_What to work on_
• a. According to the SKVR text, in what year did the Finnish Literature Society begin digitalising SKVR?
• b. Translate this sentence from the SKVR text into Spanish: "Any additions by the editors are placed in square brackets [ ]."
• c. Reproduce the part of the SKVR text that begins at the words "Thanks to the" and stops after "a source reference.", with no changes.

_Source document_
[Start]

Although the different volumes of SKVR were published over a long period of time, there were many editors and the process was at times laborious and far from smooth,1 the volumes all observed the same underlying editorial principles and look, with only minor variations.

The main editorial principles were as follows:

1. The texts are arranged into subcategories under the main generic headings (epic, lyric poetry, occasional poetry, incantations), and finally specific “poems” (a particular song, incantation, rhyme, etc.). The variants of each specific poem are arranged geographically.

2. Every effort was made to publish every available text in the Kalevalaic metre; texts that were regarded as not “genuine archaic poetry”, i.e. learnt from books, were in some cases excluded.

3. Infinite precision was observed in publishing collectors’ notes. The texts are published as such, preserving all their special features, diacritic characters, additions and corrections. Any additions by the editors are placed in square brackets [ ].

4. Each text is accompanied by background information using a standard format, such as the source locality, collector and performer (the “metadata”, to use the modern terminology).

Thanks to the standard editorial principles and the accuracy of the copying (the texts were, for example, proofread several times, comparing them with the original texts), it has been possible for scholars to use SKVR as a source without having to refer to the original notes. SKVR further assigns each text a number of its own that can be used as such as a source reference.

The Finnish Literature Society began digitalising SKVR in 1998. The conversion of the texts into digital format by scanning and OCR (Optical Character Recognition) was assigned to an Estonian team as Estonia already had experience of such work. The task was to produce a version that was character-by-character identical with SKVR; this is now being processed to form a serviceable text corpus in the Folklore Archives of the Finnish Literature Society. The leader of the project at the Eesti Kirjandusmuuseum in Tartu was Arvo Krikmann and the assignment took two years to complete.

The Folklore Archives also contain a large volume (over 60,000 texts) of Kalevalaic poetry that is not included in SKVR, most of it collected after the regional volumes had already been published. This material is being digitised in Tartu in the course of 2001 and will be appended to the SKVR corpus.

The objective of the original SKVR was to produce source material that was readily accessible to scholars of archaic Finnish poetry. Researchers no longer needed to rely on the archives and to handle vulnerable manuscripts that were difficult to read and sometimes in poor condition. The individual researcher could borrow or buy the whole series at a time and work on it in his or her own study. Similar reasons once again prompted the digitalisation of SKVR, because manual browsing through the entire, vast series is time-consuming and laborious. Nor can researchers today necessarily afford to buy the whole series, and some of the volumes are sold out. Now, researchers can access the entire opus on screen and conduct more efficient searches.

[End]

_Data_

[Start]

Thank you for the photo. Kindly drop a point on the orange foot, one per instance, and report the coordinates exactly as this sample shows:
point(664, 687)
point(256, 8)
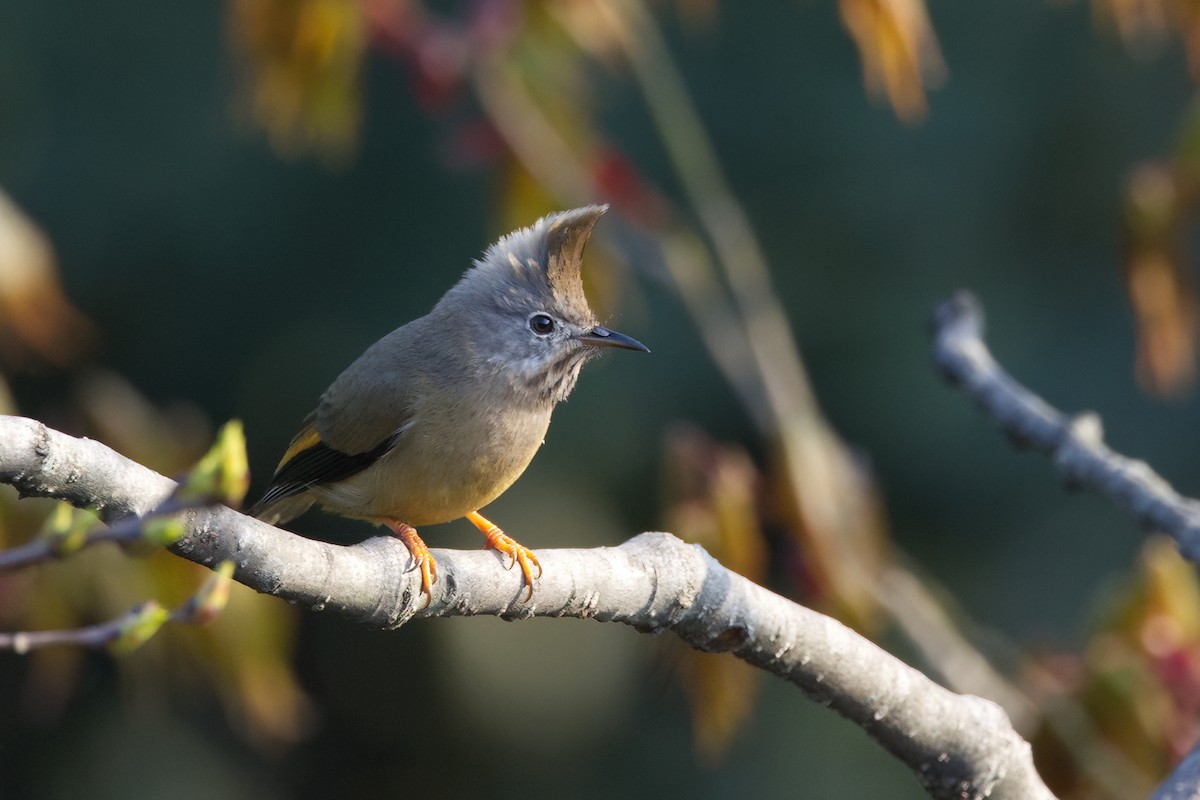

[End]

_Outputs for the tasks_
• a. 1998

• b. Cualquier adición de los editores se coloca entre corchetes [ ].

• c.
Thanks to the standard editorial principles and the accuracy of the copying (the texts were, for example, proofread several times, comparing them with the original texts), it has been possible for scholars to use SKVR as a source without having to refer to the original notes. SKVR further assigns each text a number of its own that can be used as such as a source reference.